WHAT THIS TASK INVOLVES – Beginning at whichever line contains "# tag a point on each instance of the camouflage jacket;", reproduce each line of the records below word for word, ending with the last, and add nothing.
--------------------------------------------------
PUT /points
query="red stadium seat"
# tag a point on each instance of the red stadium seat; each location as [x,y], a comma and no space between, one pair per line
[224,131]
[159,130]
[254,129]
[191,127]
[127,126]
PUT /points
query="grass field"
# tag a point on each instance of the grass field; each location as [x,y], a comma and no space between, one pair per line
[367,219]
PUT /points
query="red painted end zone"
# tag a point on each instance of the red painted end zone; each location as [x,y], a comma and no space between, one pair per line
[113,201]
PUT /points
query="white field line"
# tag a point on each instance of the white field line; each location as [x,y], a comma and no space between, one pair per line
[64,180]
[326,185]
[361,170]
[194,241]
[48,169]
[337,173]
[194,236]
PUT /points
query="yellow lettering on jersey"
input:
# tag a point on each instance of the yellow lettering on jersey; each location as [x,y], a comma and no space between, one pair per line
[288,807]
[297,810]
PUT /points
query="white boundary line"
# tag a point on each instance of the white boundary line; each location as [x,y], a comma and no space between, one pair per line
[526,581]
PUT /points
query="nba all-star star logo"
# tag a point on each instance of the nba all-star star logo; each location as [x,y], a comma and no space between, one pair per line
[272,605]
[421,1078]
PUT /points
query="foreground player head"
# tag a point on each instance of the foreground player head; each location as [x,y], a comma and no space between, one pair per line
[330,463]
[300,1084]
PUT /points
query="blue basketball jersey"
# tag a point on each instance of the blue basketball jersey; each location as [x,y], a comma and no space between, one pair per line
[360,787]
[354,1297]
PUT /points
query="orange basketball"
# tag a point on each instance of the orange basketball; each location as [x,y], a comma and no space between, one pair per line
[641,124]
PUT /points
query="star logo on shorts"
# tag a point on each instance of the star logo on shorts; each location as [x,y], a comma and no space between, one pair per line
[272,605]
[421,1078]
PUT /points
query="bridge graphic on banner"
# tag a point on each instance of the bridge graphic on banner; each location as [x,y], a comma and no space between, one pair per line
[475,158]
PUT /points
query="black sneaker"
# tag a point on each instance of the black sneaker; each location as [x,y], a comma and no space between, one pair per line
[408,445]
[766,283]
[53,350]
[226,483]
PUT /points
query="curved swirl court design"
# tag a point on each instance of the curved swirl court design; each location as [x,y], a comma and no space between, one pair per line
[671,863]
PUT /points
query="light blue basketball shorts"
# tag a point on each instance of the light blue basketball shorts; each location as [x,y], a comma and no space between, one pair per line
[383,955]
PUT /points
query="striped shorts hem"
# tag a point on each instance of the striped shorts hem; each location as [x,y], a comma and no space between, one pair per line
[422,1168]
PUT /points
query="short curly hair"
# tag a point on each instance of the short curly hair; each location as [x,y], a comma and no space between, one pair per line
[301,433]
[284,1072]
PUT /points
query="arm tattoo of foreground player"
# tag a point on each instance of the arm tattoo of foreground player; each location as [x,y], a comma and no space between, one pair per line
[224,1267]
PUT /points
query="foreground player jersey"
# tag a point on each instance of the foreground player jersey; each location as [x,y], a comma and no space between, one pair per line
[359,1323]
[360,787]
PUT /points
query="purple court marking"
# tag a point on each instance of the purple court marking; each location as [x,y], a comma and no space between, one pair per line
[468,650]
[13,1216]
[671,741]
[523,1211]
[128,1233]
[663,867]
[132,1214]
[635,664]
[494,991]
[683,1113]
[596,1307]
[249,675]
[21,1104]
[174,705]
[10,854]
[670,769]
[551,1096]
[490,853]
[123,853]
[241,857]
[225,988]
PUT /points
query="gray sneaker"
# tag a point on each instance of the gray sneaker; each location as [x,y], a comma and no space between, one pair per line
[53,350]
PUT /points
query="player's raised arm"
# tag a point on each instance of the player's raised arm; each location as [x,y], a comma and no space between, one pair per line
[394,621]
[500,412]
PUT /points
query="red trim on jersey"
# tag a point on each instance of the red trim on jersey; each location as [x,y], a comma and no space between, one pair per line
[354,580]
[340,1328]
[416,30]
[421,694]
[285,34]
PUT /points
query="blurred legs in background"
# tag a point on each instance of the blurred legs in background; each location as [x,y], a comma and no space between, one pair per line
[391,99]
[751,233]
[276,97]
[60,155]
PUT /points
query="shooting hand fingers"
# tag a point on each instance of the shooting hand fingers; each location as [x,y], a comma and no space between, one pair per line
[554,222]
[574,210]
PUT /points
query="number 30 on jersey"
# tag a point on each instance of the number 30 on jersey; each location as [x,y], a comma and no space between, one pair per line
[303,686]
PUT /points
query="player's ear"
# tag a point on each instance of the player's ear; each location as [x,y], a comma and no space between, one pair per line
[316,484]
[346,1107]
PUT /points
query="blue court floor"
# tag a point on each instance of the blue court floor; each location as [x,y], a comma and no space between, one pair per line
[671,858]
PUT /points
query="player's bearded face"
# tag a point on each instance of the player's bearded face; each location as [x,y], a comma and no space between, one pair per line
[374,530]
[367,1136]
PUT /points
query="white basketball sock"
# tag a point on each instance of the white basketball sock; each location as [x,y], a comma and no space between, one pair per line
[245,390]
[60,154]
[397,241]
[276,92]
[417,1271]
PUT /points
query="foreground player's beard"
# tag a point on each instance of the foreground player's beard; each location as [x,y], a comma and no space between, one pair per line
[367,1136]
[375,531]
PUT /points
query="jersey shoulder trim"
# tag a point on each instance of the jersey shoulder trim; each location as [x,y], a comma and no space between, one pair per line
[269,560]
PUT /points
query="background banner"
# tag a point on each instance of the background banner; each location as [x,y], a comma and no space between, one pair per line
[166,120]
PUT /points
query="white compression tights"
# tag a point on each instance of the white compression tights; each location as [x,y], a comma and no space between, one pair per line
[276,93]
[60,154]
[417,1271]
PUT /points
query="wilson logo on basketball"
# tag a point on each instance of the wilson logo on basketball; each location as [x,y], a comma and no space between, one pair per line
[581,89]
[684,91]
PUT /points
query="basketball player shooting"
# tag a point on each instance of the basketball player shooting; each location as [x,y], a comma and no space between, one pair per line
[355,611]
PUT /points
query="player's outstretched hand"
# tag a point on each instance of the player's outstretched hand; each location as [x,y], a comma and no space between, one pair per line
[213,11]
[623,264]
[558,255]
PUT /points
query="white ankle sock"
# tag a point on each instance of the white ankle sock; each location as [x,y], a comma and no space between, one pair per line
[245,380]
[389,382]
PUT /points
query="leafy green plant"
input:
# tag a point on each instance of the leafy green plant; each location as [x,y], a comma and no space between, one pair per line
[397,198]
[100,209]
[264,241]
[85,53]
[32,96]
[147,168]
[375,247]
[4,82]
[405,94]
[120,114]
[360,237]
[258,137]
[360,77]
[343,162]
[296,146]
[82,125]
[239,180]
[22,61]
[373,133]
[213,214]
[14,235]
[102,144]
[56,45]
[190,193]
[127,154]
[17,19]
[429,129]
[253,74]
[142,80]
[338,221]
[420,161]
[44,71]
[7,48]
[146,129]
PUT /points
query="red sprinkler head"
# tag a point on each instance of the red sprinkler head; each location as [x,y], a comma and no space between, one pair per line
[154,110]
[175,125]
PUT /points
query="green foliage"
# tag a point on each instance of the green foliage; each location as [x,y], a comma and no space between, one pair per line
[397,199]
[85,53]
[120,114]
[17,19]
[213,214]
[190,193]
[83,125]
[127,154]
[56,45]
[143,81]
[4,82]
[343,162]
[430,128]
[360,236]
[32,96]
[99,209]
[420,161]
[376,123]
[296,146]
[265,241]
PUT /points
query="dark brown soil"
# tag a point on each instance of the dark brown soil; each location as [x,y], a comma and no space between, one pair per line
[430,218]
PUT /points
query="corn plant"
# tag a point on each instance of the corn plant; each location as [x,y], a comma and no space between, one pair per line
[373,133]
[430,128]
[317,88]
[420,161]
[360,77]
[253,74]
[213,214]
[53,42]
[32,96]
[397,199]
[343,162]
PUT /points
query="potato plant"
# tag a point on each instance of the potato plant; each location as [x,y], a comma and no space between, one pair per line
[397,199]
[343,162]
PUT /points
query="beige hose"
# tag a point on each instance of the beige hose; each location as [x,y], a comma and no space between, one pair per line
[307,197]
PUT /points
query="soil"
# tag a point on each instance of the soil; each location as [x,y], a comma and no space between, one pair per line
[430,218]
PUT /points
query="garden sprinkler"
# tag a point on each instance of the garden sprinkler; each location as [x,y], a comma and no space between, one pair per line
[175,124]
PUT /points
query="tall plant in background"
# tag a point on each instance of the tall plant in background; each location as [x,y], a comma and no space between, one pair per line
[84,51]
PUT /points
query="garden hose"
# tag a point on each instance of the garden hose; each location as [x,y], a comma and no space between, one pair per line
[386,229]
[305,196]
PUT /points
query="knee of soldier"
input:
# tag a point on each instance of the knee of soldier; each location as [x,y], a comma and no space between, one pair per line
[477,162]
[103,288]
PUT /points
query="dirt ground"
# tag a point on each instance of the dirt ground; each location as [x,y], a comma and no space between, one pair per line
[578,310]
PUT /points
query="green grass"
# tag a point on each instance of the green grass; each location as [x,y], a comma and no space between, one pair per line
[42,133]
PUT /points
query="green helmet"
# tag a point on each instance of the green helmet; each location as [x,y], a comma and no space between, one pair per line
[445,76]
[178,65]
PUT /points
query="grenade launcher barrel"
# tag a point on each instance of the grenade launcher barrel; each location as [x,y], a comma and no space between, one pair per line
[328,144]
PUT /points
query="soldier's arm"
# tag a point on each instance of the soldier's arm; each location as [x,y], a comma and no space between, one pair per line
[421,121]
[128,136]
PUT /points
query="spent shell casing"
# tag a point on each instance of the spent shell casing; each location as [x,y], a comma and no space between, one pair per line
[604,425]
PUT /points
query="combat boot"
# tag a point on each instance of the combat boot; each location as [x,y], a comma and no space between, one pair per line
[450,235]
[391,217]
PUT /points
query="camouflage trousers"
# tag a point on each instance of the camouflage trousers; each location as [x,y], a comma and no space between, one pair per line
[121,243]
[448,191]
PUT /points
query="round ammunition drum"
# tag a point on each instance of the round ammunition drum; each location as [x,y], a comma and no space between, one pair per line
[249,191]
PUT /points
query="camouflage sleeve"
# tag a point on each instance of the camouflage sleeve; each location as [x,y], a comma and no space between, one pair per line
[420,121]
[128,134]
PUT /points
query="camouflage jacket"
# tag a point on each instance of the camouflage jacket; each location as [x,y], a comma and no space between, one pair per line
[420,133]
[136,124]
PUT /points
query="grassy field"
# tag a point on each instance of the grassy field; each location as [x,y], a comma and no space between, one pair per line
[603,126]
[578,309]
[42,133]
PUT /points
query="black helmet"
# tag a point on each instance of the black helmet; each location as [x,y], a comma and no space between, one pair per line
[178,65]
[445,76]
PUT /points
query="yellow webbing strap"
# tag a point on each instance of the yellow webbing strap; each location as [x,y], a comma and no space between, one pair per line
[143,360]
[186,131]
--------------------------------------------------
TASK RESPONSE –
# tag a point on each instance of the camouflage jacket; each location as [x,y], a comma and no space between, one pair per line
[420,133]
[136,124]
PUT /points
query="grassy field"
# tag a point on each instance of the grassy field; each location as [x,y], a comma and no space between, one pair per line
[603,126]
[578,309]
[42,133]
PUT /points
query="black helmet"
# tag a point on each instance of the black helmet; each location as [x,y], a comma and no space between, one pair per line
[178,65]
[445,76]
PUT /points
query="yellow webbing strap"
# tag a point on each instance of the yellow webbing strap; each location as [x,y], a comma and no space between, one pair per line
[143,360]
[186,131]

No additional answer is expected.